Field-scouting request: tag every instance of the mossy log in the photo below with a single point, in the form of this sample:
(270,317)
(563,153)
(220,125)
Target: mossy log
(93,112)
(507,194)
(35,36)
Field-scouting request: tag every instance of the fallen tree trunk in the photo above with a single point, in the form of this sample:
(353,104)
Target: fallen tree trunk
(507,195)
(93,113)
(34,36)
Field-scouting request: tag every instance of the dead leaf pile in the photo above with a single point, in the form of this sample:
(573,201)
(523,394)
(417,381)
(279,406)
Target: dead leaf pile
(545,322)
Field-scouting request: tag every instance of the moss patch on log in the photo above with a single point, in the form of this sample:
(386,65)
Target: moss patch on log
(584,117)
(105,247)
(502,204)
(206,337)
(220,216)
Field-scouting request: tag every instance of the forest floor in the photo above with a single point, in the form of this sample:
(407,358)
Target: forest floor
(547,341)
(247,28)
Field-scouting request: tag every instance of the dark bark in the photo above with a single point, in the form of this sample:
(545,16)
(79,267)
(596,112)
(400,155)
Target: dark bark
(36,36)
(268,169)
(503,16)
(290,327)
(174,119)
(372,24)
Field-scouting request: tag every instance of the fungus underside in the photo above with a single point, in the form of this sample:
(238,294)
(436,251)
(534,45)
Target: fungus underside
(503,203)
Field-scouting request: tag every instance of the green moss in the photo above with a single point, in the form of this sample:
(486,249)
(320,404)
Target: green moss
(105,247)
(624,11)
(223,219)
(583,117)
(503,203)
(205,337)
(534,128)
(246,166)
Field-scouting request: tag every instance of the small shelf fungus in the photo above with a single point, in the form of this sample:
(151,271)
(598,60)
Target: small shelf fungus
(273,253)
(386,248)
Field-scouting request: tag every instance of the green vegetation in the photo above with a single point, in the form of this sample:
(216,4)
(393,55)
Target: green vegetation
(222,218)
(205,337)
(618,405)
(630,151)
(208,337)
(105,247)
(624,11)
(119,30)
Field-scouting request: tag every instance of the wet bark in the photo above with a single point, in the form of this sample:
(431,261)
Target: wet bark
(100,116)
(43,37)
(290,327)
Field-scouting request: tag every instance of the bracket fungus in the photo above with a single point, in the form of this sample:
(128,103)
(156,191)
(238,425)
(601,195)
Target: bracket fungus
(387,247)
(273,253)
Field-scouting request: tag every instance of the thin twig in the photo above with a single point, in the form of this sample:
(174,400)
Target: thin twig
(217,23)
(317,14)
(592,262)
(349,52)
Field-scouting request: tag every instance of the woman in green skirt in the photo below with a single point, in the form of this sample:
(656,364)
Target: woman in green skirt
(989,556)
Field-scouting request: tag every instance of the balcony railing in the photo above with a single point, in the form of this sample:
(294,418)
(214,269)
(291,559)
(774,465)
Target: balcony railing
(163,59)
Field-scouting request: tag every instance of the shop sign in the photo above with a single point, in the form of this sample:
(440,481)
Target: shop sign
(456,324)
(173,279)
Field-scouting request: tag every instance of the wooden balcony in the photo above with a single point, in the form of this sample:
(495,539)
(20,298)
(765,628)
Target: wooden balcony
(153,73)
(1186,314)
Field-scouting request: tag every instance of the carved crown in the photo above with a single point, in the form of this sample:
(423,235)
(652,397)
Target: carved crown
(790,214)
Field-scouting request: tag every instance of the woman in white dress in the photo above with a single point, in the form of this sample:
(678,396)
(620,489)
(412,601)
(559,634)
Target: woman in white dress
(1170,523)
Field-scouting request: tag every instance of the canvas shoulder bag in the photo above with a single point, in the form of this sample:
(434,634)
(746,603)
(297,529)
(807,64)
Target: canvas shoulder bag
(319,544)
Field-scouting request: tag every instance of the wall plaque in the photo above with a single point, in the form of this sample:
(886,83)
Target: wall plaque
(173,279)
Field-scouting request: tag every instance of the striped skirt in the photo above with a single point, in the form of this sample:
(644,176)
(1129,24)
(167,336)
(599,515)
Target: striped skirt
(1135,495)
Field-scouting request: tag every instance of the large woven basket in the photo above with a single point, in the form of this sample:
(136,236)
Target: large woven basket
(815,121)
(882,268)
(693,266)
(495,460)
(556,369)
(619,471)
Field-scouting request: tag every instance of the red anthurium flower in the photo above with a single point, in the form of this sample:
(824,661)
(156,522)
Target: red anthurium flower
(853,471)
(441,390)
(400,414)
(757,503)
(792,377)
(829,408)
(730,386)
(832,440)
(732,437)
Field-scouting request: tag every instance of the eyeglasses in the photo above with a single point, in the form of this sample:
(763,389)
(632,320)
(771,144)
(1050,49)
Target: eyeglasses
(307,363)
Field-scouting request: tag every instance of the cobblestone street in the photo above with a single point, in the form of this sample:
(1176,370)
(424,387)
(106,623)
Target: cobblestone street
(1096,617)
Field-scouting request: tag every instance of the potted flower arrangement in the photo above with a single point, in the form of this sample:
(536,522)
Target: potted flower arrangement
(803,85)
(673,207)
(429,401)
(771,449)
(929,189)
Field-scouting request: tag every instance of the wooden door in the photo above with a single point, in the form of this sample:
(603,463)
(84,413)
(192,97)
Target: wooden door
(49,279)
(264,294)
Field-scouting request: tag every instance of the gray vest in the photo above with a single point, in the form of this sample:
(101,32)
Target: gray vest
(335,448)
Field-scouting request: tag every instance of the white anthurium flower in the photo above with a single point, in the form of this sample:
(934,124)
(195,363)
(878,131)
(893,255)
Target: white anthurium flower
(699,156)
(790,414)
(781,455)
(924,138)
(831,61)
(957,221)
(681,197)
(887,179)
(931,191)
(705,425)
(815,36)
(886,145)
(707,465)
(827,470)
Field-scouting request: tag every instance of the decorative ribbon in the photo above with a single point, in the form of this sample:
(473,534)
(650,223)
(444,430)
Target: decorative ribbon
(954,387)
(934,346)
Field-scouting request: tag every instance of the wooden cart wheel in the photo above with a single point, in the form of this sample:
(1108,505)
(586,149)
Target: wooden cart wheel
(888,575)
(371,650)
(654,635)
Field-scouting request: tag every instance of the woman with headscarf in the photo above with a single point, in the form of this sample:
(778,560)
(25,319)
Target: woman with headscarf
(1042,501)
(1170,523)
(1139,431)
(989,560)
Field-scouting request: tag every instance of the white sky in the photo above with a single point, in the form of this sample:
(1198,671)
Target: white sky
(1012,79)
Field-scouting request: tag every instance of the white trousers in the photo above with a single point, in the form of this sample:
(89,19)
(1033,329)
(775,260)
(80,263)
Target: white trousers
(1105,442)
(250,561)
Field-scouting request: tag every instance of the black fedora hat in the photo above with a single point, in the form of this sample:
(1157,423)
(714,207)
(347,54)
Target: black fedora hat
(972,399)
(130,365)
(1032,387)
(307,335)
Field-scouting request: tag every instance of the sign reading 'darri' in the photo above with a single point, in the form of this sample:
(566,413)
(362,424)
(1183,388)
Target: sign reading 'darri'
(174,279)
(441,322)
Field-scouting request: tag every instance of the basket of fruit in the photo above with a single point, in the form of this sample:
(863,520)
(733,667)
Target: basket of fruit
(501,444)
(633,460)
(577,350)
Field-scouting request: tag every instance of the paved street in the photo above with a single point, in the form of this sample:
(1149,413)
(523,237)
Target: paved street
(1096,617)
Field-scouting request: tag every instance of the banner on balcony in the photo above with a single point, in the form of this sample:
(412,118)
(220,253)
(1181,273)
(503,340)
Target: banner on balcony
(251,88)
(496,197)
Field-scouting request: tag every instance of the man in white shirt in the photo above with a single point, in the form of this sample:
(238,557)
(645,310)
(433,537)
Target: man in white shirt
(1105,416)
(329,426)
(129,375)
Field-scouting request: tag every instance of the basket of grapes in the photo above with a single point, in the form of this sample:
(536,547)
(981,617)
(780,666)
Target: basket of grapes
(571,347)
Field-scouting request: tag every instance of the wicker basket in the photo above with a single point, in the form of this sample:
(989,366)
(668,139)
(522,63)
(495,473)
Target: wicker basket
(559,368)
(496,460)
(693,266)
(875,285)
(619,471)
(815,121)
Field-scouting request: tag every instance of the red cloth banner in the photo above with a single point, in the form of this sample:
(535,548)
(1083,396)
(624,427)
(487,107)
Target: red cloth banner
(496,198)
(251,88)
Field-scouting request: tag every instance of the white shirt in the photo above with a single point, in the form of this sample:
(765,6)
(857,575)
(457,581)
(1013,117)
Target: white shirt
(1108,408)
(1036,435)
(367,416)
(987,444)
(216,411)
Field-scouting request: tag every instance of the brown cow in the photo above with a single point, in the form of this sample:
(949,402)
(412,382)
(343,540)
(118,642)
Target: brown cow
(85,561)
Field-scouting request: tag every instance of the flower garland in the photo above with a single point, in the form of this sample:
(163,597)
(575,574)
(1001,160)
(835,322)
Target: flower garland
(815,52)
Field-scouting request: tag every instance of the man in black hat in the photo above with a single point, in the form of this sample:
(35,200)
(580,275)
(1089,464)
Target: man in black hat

= = = =

Aim | Take the lines above from the one holding "Field-scouting request: tag every instance of the paved" to the last and output them exactly.

Right answer |
Field-scouting request: tag every instance of the paved street in the photo above with a single point, in the form of this sample:
(1149,413)
(523,237)
Target: paved street
(1096,617)
Field-scouting request: tag every instance of the banner on balcony in the photo above with a single point, in the form of this sample:
(412,118)
(220,253)
(1181,273)
(503,340)
Target: banner on balcony
(251,88)
(496,197)
Field-scouting request: tag every instance of the man in white shirt in the photo above with a single point, in the form of this sample:
(238,557)
(645,310)
(433,537)
Target: man in white shirt
(1105,416)
(329,426)
(129,375)
Field-scouting request: tag every instance of the basket of grapes in the photo above with a single point, in the form of this sample:
(536,547)
(981,617)
(780,666)
Target: basket of grapes
(571,347)
Field-scouting request: tag every instance of the wicker basket in the photo above with a single point, in the form of this sample:
(989,366)
(668,139)
(522,63)
(495,473)
Target: wicker basket
(559,368)
(496,460)
(693,266)
(875,285)
(619,471)
(815,121)
Field-scouting request: tag every instance of the red cloth banner in the photo above with a single point, in the form of this sample:
(535,548)
(1083,396)
(624,427)
(487,107)
Target: red cloth banner
(496,198)
(251,88)
Field-scouting request: tag every instance of the white shirt in the photo above with a single point, in the form of this sample:
(765,6)
(857,575)
(457,581)
(1013,117)
Target: white shirt
(1108,408)
(1036,435)
(367,416)
(987,444)
(216,411)
Field-scouting request: tag every instance of the brown cow in the photo above with a single point, in the form of this sample:
(949,402)
(412,382)
(343,540)
(118,642)
Target: brown cow
(85,561)
Field-scouting request: tag every instance of the flower garland in the photo above with a single point, in the form of this sample:
(163,597)
(575,574)
(1001,160)
(835,322)
Target: flower garland
(815,52)
Field-scouting request: tag every instance of the man in black hat in the photo above with a single point, in the form of this sample:
(35,200)
(580,275)
(1089,464)
Target: man in black hat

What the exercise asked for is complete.